**Problem to solve:**
Exact copies of the records below are needed, free of pictures.

**Records for processing:**

========

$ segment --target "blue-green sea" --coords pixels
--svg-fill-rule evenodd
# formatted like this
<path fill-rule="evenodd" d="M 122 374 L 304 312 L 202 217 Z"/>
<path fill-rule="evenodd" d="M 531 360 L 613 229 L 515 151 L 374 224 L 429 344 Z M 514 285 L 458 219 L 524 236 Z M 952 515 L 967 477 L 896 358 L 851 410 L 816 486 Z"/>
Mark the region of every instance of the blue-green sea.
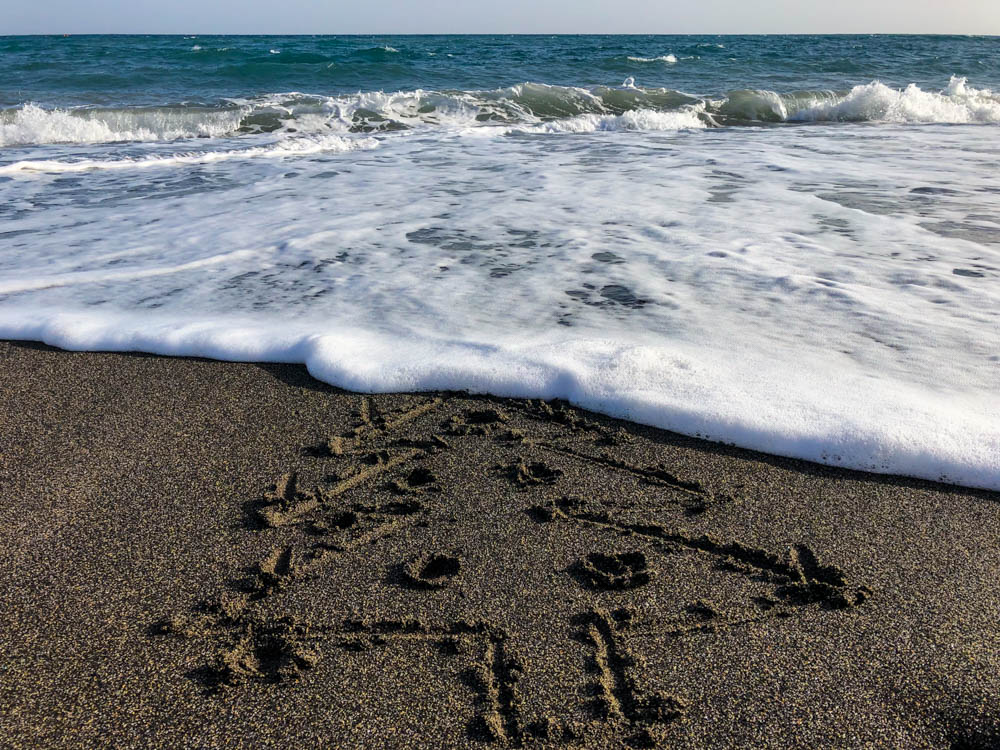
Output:
<path fill-rule="evenodd" d="M 876 79 L 939 89 L 951 76 L 1000 88 L 1000 38 L 966 36 L 0 37 L 0 60 L 3 107 L 211 105 L 526 81 L 592 88 L 629 76 L 713 98 L 847 91 Z"/>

========

**Task answer:**
$ segment --target "blue-green sea" --coords pixels
--svg-fill-rule evenodd
# formatted like this
<path fill-rule="evenodd" d="M 122 374 L 304 312 L 202 217 Z"/>
<path fill-rule="evenodd" d="M 531 360 L 613 229 L 515 151 L 374 224 L 429 344 Z M 514 285 L 458 219 L 524 236 Z M 952 515 L 967 477 L 896 358 L 851 410 L 816 486 Z"/>
Mark the region of every instance of the blue-green sea.
Output:
<path fill-rule="evenodd" d="M 876 79 L 939 89 L 951 76 L 1000 88 L 1000 38 L 966 36 L 0 37 L 0 60 L 3 107 L 211 105 L 526 81 L 592 88 L 629 76 L 713 98 L 847 91 Z"/>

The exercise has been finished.